OBJECTIF 1 >> Retapez à l'identique toutes les lignes des « Entrées de données » placées plus bas, après l'article.

EXTRAIT DU TEXTE >>
L’Espagne désenchantée – Chroniques d’un pays en lutte face à la crise
Par Sandrine Morel
Entre 1500 et 2000 agents devraient été déployés dans Madrid entre le samedi 12 et le mardi 15 mai à l’occasion du premier anniversaire des “indignés” espagnols, selon la presse. Un effectif record qui témoigne de la tension avec laquelle les autorités attendent les célébrations de ce mouvement de contestation citoyen, dont les images avaient fait le tour du monde l’an dernier.
“Il n’y aura pas de campements,” a insisté mercredi 9 mai à plusieurs reprises la déléguée du gouvernement de Madrid, Cristina Cifuentes, en référence au “village” autogéré, qui avait occupé la Puerta del Sol de Madrid durant un mois avant de préciser que seront autorisées 35 concentrations durant quatre jours. En revanche, elle a refusé que les indignés se concentrent sur la place publique durant 96 heures de suite, comme ils entendent le faire.
Sur les réseaux sociaux, les indignés ont prévenu qu’ils ne respecteraient pas les ordonnances municipales et critiqué la décision du gouvernement madrilène de filmer les manifestants. Selon le 15M (nom du mouvement en référence à sa date de naissance), le gouvernement utilise la “stratégie de la peur” afin de décourager la participation des citoyens aux actes pacifistes qu’entendent célébrer les indignés.
Mercredi, les indignés n’ont pas réussi à installer leur point d’information comme ils le souhaitaient et un groupe de retraités qui rassemblaient des signatures pour la défense des pensions s’est fait lui aussi déloger par la police.

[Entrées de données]
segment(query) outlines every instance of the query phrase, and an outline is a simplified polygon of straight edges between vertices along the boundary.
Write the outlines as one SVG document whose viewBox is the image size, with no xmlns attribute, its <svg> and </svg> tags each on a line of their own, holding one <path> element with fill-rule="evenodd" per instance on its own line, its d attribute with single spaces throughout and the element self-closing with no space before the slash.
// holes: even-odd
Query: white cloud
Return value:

OBJECTIF 2 >> Reprenez mot pour mot le passage de l'article sur les indignés espagnols qui va de « Sur les réseaux » jusqu'à « par la police. » inclus.

RÉSULTAT 1 >>
segment(query) outlines every instance of the query phrase, and an outline is a simplified polygon of straight edges between vertices along the boundary.
Write the outlines as one SVG document whose viewBox is the image size, with no xmlns attribute, its <svg> and </svg> tags each on a line of their own, holding one <path> element with fill-rule="evenodd" per instance on its own line, its d attribute with single spaces throughout and the element self-closing with no space before the slash.
// holes: even-odd
Query: white cloud
Return value:

RÉSULTAT 2 >>
Sur les réseaux sociaux, les indignés ont prévenu qu’ils ne respecteraient pas les ordonnances municipales et critiqué la décision du gouvernement madrilène de filmer les manifestants. Selon le 15M (nom du mouvement en référence à sa date de naissance), le gouvernement utilise la “stratégie de la peur” afin de décourager la participation des citoyens aux actes pacifistes qu’entendent célébrer les indignés.
Mercredi, les indignés n’ont pas réussi à installer leur point d’information comme ils le souhaitaient et un groupe de retraités qui rassemblaient des signatures pour la défense des pensions s’est fait lui aussi déloger par la police.